_To be done_
Copy the lines of the records below verbatim, from the line that contains "Reviewer note: every instance of the glowing" through the end of the records, including both ends, and leave out the pictures.

_Materials provided_
--- start ---
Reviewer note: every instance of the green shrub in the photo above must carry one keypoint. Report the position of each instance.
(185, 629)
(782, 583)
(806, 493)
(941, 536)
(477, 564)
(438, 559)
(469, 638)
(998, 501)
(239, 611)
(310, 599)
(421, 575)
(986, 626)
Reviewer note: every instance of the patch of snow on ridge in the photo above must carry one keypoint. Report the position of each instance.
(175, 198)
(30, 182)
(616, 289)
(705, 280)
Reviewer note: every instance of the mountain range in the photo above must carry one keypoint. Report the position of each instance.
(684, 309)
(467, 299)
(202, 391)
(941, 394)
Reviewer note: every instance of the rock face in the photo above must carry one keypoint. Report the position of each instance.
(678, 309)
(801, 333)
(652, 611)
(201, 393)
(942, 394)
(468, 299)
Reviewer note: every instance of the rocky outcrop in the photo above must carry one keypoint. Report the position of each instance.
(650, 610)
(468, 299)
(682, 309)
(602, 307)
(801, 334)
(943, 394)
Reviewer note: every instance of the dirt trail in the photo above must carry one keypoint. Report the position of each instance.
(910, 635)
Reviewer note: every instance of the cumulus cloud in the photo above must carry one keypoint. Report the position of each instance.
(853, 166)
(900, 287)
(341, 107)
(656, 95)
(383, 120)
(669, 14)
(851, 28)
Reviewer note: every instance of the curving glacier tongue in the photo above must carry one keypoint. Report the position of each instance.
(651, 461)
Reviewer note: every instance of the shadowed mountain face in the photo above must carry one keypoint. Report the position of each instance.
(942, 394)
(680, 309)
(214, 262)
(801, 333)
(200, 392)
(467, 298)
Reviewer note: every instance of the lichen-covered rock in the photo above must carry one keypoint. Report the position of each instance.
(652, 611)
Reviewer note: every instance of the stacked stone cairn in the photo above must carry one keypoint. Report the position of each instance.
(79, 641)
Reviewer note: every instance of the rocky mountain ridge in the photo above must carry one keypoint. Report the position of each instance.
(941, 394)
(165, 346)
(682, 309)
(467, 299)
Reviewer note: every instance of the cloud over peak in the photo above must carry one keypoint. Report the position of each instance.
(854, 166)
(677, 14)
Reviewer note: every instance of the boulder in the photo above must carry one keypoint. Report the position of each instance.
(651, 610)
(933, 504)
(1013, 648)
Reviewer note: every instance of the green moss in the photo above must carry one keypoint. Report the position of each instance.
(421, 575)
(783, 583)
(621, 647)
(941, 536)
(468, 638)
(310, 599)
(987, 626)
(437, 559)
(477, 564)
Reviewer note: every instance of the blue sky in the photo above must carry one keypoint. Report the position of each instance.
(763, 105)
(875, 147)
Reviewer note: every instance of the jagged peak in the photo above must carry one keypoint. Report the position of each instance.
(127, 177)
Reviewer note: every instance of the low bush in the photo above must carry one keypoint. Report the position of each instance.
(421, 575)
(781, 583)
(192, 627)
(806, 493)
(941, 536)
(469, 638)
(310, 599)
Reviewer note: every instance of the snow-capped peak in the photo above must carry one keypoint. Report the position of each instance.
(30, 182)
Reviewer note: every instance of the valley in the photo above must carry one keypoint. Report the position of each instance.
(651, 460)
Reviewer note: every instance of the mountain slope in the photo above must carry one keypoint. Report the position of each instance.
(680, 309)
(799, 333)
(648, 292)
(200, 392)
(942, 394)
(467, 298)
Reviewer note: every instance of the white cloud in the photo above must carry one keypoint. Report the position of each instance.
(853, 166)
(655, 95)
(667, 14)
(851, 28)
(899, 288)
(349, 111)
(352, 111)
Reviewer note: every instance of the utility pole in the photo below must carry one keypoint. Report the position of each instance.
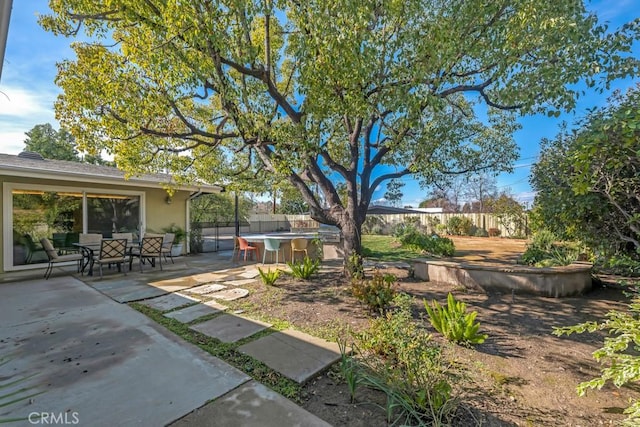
(237, 219)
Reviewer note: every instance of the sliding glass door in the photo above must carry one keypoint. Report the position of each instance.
(61, 215)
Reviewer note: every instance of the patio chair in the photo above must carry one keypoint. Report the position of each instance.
(55, 258)
(167, 245)
(150, 248)
(128, 236)
(271, 245)
(90, 238)
(112, 251)
(246, 247)
(299, 245)
(31, 247)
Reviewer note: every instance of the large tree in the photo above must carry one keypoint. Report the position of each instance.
(58, 144)
(323, 93)
(588, 180)
(50, 143)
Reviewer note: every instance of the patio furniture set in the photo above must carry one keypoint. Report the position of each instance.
(273, 243)
(120, 249)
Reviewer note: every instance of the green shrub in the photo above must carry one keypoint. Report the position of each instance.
(481, 232)
(304, 269)
(269, 277)
(377, 293)
(454, 322)
(431, 244)
(494, 232)
(544, 240)
(619, 351)
(373, 224)
(620, 264)
(544, 251)
(460, 225)
(532, 256)
(399, 358)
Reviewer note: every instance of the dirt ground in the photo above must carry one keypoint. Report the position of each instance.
(522, 375)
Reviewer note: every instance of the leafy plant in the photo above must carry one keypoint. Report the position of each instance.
(269, 277)
(377, 293)
(179, 232)
(431, 244)
(481, 232)
(399, 358)
(459, 225)
(454, 322)
(350, 370)
(304, 269)
(355, 268)
(619, 351)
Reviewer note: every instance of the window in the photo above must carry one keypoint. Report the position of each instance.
(61, 215)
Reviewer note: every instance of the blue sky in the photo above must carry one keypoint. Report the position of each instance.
(28, 91)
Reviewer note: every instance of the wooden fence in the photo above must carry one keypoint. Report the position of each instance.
(485, 221)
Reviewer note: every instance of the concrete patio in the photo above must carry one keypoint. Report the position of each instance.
(72, 350)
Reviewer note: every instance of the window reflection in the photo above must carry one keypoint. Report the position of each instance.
(58, 216)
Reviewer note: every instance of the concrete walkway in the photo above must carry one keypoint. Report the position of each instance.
(73, 351)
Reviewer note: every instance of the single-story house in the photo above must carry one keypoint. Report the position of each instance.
(61, 199)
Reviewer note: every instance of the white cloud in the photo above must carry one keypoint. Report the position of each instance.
(20, 110)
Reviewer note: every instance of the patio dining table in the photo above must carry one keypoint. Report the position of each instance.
(284, 237)
(90, 249)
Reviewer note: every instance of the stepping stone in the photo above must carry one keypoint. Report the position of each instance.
(208, 277)
(240, 282)
(294, 354)
(250, 273)
(230, 328)
(207, 289)
(251, 405)
(168, 302)
(229, 294)
(192, 313)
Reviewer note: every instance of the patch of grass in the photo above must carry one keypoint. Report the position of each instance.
(387, 248)
(229, 353)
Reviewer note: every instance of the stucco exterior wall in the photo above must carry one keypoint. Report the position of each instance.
(155, 211)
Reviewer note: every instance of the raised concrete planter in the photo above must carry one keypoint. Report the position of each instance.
(550, 281)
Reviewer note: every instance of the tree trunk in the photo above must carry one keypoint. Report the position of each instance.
(351, 245)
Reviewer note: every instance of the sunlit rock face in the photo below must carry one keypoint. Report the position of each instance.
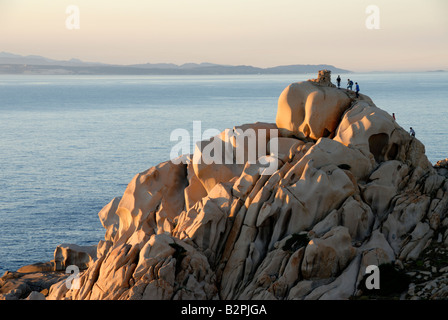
(350, 189)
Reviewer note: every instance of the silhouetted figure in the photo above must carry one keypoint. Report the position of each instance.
(349, 84)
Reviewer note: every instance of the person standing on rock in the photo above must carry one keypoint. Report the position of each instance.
(349, 84)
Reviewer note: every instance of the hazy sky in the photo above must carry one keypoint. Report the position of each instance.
(413, 35)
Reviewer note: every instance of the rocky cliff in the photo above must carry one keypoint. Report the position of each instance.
(351, 188)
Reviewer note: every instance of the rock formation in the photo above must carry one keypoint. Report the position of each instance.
(351, 189)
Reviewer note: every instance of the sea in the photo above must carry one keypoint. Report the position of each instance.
(69, 144)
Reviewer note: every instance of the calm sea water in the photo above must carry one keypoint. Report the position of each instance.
(69, 144)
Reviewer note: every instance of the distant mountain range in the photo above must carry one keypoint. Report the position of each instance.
(16, 64)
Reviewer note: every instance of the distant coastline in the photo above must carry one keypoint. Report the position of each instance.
(37, 65)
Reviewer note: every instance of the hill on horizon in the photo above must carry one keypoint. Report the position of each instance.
(33, 64)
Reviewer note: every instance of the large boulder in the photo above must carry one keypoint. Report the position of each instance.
(350, 188)
(311, 109)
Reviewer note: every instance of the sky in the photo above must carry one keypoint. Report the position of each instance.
(400, 35)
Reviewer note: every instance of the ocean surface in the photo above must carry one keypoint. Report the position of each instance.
(69, 144)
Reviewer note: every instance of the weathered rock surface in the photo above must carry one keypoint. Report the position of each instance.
(351, 188)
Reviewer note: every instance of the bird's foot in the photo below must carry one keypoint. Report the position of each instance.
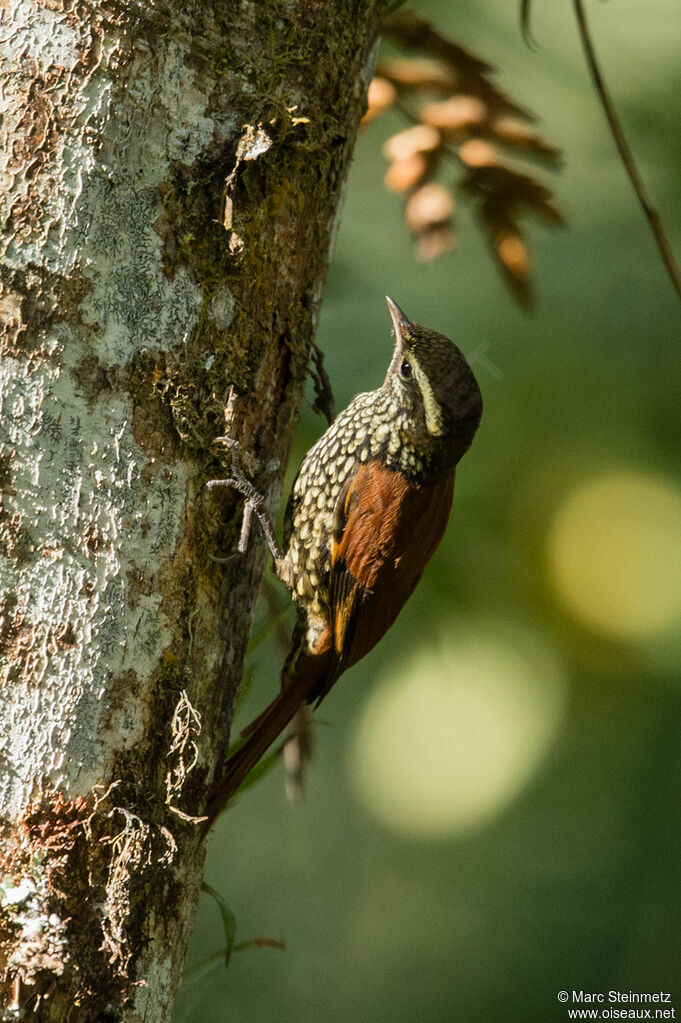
(255, 503)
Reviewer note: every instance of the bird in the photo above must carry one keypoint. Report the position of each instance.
(367, 509)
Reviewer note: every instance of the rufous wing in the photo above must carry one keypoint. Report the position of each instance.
(386, 529)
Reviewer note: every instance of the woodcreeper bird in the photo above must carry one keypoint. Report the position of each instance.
(367, 509)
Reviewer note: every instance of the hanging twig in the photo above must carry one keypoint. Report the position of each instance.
(625, 152)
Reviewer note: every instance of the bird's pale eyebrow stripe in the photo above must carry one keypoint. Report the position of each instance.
(434, 423)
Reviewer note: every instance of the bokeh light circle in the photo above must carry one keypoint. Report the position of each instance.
(615, 550)
(451, 738)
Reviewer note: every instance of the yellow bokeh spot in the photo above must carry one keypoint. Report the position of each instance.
(615, 551)
(450, 739)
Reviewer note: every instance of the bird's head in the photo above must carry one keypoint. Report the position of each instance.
(430, 379)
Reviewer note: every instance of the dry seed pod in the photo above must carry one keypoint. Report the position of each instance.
(380, 97)
(420, 138)
(403, 175)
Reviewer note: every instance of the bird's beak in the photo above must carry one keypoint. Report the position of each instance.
(400, 321)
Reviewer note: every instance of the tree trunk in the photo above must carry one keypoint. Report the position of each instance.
(171, 175)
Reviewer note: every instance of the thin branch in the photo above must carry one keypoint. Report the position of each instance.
(526, 27)
(626, 154)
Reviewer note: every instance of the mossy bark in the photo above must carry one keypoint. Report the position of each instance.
(170, 184)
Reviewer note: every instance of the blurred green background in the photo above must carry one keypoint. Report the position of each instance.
(493, 811)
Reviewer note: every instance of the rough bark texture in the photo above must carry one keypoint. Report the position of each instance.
(170, 178)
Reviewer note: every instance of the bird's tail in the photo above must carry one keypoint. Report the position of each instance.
(267, 726)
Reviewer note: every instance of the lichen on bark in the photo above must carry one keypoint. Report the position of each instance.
(170, 178)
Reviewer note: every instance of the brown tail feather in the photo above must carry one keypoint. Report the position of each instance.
(267, 726)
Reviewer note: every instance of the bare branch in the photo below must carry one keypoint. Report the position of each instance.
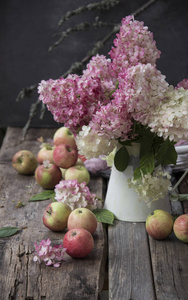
(103, 5)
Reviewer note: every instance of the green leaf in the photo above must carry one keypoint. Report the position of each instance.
(49, 194)
(8, 231)
(147, 165)
(121, 159)
(146, 143)
(104, 215)
(167, 153)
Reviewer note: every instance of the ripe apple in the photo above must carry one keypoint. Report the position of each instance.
(82, 218)
(45, 153)
(78, 172)
(48, 175)
(24, 162)
(78, 242)
(64, 136)
(56, 215)
(181, 228)
(64, 156)
(159, 224)
(79, 162)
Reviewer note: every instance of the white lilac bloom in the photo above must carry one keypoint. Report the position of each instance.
(51, 255)
(92, 145)
(75, 194)
(152, 187)
(170, 118)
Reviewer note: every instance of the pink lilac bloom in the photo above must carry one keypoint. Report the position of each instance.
(134, 44)
(73, 100)
(100, 66)
(75, 194)
(183, 83)
(143, 87)
(51, 255)
(113, 120)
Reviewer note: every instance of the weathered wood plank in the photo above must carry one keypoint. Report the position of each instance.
(183, 189)
(20, 277)
(130, 274)
(169, 262)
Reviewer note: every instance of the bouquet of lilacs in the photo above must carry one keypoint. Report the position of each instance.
(120, 100)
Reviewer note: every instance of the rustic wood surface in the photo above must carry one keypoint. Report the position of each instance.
(20, 277)
(141, 268)
(130, 274)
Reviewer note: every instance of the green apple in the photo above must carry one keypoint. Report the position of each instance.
(24, 162)
(82, 218)
(48, 175)
(159, 224)
(56, 215)
(78, 172)
(64, 136)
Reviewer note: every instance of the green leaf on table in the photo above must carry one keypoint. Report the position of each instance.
(8, 231)
(121, 159)
(48, 194)
(104, 215)
(146, 143)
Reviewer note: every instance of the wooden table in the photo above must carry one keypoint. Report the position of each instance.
(125, 263)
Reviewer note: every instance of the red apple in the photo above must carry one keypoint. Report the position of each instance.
(56, 215)
(48, 175)
(78, 242)
(24, 162)
(82, 157)
(45, 153)
(78, 172)
(181, 228)
(159, 224)
(64, 136)
(64, 156)
(82, 218)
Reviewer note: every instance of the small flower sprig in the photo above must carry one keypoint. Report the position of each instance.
(75, 194)
(51, 255)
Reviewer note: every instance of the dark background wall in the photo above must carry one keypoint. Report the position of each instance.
(26, 32)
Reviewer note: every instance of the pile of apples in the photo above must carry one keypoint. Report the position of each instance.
(63, 160)
(160, 224)
(81, 224)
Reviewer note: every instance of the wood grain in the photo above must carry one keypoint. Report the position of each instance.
(130, 274)
(20, 277)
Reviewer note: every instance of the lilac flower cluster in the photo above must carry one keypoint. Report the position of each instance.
(75, 194)
(134, 44)
(51, 255)
(114, 93)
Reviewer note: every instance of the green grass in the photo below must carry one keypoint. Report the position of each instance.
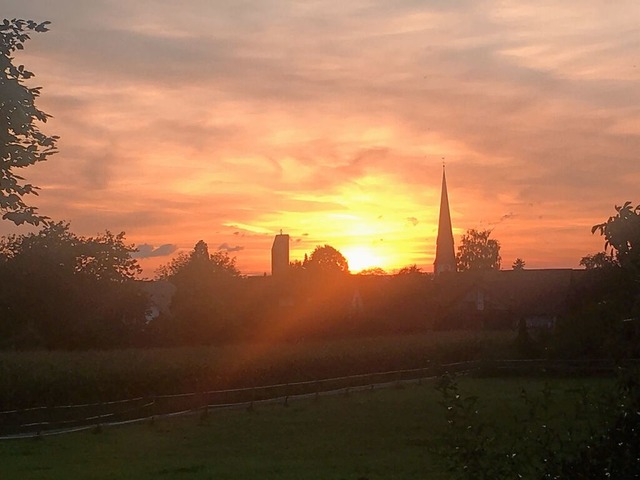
(388, 434)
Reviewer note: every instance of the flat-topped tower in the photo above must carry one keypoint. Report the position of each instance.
(280, 255)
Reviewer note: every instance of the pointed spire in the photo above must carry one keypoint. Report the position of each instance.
(445, 254)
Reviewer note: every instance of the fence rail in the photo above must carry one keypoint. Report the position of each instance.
(55, 420)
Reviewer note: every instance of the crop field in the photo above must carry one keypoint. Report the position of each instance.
(43, 378)
(396, 433)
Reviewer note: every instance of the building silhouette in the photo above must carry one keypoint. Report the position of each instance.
(445, 255)
(280, 255)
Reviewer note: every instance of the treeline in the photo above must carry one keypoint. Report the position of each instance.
(62, 290)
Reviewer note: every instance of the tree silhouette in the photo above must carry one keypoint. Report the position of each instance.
(518, 264)
(326, 260)
(598, 260)
(61, 290)
(478, 252)
(22, 143)
(622, 236)
(203, 307)
(410, 270)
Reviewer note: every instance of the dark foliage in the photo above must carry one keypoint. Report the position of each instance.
(478, 252)
(204, 309)
(60, 290)
(599, 437)
(21, 142)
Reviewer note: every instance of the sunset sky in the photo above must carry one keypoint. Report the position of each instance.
(228, 121)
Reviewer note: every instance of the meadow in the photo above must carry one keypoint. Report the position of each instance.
(49, 378)
(397, 433)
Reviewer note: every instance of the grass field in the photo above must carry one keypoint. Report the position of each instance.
(386, 434)
(45, 378)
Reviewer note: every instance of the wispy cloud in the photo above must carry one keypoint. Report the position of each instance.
(177, 124)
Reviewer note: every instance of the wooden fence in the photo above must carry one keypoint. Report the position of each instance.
(56, 420)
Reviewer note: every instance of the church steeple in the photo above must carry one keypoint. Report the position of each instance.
(445, 254)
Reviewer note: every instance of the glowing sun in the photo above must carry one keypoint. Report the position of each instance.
(360, 258)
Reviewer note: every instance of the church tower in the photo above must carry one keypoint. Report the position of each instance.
(445, 254)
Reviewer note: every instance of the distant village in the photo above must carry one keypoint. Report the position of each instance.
(406, 302)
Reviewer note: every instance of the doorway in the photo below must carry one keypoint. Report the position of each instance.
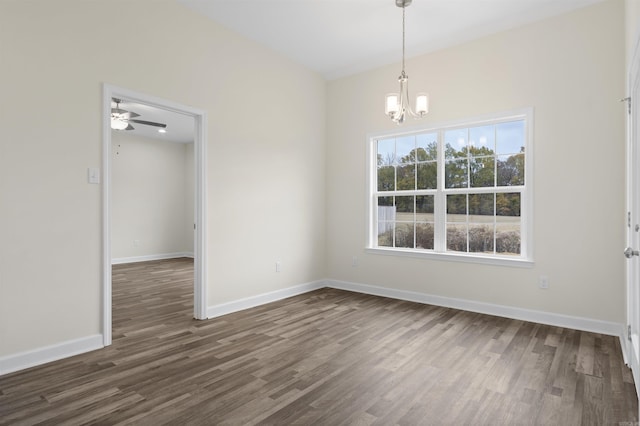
--- end ---
_Reply to the task_
Reviewer note: every instance of the glowing sun in the photo above must carry one keypoint. Report the position of each instance.
(360, 258)
Reviewer note: every instance of the church tower in the photo above must carry one keypoint. Report the position of each instance.
(445, 254)
Reviewer note: every instance of the distant village in the photo above must carry one keypoint. Report the position of each instance.
(406, 302)
Reviewer note: every instance of the doorway in the photo below must carry one keypoint. Report the position of each instance.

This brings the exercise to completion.